- _WHAT IS BEING ASKED_
Find each line in the listing below that contains the word "bird" and copy those lines out. Case matters, so count a line only if its capitalization matches.

- _STORED RECORDS_
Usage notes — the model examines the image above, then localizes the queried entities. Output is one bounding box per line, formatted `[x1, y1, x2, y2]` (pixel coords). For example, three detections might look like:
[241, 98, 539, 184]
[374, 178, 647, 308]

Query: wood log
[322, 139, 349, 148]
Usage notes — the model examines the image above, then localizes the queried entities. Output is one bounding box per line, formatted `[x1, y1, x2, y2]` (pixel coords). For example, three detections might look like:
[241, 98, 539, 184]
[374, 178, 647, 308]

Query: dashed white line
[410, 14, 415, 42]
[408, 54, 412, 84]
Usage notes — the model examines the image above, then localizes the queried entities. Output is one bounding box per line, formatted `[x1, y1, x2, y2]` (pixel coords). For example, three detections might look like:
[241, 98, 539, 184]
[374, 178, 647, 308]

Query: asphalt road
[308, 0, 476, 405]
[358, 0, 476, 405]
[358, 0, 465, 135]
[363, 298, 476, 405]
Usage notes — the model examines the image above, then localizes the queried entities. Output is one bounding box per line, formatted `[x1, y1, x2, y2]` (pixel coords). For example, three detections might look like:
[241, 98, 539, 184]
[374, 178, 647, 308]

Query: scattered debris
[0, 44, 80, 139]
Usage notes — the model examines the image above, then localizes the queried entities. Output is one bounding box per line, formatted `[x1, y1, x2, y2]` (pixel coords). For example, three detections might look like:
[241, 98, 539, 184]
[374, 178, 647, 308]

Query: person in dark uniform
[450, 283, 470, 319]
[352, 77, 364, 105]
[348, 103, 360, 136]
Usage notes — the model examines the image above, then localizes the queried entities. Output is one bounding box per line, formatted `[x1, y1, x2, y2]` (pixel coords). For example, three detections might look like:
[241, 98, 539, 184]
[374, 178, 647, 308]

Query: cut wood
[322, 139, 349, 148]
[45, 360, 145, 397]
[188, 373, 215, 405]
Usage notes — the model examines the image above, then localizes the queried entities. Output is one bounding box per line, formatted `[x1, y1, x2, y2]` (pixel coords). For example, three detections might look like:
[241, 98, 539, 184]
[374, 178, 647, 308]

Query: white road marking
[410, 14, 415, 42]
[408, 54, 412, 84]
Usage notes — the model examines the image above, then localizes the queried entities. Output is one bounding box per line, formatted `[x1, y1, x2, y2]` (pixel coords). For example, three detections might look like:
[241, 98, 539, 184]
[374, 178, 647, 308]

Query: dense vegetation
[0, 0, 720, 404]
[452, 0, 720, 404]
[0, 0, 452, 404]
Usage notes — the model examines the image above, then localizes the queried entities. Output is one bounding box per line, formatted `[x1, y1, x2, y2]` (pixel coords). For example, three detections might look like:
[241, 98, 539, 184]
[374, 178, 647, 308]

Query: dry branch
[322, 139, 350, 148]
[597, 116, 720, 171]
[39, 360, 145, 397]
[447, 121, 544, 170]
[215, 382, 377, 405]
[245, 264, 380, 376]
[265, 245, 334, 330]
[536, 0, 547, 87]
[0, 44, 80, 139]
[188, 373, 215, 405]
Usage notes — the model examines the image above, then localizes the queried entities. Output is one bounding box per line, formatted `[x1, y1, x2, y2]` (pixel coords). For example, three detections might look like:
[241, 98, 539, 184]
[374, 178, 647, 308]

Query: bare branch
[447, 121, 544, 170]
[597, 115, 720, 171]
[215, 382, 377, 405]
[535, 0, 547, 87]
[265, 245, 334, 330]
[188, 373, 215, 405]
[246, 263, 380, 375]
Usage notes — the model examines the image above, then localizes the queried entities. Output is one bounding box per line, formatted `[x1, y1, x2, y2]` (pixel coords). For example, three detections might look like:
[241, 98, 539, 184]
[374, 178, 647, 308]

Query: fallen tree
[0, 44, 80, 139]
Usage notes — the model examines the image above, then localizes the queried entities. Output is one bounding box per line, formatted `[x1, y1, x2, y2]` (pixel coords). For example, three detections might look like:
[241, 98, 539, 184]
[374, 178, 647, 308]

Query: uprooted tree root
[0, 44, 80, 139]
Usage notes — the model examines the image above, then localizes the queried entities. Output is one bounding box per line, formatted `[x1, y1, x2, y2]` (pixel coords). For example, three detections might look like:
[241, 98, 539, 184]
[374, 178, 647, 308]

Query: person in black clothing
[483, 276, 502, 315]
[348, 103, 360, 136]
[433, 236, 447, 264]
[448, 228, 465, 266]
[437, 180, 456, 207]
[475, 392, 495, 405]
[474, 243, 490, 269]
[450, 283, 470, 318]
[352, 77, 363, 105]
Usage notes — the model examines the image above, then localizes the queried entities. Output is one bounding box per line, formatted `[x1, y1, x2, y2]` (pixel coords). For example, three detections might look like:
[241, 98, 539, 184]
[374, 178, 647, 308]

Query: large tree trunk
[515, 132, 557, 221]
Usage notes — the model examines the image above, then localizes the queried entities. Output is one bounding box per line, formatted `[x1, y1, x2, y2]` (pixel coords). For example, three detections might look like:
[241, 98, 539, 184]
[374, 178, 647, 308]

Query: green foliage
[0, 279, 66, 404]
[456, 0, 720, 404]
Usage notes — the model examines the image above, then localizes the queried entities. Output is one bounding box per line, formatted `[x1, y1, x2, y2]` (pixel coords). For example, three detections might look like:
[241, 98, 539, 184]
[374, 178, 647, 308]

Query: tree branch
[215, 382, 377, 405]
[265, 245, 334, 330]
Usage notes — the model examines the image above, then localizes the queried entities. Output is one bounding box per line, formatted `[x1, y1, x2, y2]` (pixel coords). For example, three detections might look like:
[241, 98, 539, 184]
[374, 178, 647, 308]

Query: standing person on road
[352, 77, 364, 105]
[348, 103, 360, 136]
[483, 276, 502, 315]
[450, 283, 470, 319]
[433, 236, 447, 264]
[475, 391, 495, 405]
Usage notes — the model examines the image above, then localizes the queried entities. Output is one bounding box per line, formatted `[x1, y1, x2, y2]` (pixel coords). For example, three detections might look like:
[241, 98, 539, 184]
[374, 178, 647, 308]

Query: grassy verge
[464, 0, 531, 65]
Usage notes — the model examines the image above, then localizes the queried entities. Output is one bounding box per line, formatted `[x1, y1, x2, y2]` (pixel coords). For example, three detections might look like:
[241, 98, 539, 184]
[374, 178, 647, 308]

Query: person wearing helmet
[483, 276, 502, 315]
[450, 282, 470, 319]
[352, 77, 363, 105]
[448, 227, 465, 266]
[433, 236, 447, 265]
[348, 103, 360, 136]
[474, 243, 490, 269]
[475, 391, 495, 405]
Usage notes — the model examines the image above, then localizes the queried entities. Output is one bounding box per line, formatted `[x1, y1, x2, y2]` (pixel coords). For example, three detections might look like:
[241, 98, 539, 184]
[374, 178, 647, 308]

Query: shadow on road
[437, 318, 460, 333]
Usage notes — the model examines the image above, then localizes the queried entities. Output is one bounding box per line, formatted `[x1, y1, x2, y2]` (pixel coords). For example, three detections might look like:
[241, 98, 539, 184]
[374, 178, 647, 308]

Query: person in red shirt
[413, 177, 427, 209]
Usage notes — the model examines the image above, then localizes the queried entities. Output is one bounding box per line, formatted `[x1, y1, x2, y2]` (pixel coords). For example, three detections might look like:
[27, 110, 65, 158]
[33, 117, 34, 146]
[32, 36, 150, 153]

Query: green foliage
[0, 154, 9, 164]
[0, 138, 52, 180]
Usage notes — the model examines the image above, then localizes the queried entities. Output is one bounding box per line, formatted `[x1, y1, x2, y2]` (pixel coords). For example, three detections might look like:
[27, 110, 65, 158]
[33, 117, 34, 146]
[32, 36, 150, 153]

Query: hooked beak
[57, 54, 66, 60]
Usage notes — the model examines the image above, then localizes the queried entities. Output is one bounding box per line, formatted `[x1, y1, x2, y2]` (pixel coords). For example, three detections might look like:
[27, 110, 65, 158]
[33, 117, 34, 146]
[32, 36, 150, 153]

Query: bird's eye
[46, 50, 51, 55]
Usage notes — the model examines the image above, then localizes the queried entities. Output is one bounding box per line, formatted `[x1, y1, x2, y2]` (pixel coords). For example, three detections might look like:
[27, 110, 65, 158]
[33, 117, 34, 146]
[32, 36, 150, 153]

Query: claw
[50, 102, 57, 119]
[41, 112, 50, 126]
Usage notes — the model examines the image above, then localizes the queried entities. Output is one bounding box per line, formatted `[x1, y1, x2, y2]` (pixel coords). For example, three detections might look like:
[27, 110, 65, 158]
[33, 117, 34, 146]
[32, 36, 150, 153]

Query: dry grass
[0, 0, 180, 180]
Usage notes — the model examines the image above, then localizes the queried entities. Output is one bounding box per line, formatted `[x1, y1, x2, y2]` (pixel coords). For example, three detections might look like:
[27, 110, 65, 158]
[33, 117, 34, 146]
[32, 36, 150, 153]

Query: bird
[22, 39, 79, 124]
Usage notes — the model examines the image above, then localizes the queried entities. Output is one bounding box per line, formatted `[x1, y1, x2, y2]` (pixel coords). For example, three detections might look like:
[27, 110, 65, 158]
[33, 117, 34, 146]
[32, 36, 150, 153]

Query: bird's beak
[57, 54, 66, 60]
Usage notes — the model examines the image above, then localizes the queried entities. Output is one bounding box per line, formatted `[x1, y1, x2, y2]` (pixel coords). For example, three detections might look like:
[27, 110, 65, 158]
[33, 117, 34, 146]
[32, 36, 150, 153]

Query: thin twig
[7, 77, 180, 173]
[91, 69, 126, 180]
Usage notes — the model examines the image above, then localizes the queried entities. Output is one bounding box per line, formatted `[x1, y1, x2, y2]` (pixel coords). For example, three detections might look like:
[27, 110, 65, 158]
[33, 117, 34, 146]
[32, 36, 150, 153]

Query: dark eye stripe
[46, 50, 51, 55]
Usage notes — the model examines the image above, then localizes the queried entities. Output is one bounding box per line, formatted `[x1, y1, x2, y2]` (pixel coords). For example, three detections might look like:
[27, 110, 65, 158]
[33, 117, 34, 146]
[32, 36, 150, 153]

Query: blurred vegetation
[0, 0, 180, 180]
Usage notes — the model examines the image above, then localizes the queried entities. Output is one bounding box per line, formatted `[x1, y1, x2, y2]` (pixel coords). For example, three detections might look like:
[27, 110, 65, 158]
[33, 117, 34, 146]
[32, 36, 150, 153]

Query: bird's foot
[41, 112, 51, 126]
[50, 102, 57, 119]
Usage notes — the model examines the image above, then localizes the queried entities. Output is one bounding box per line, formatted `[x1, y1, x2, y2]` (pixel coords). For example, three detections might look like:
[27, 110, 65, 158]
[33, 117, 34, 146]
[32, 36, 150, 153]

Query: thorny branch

- _THE COMPLETED TASK_
Query: bird's eye
Query: bird
Query: bird's beak
Query: bird's foot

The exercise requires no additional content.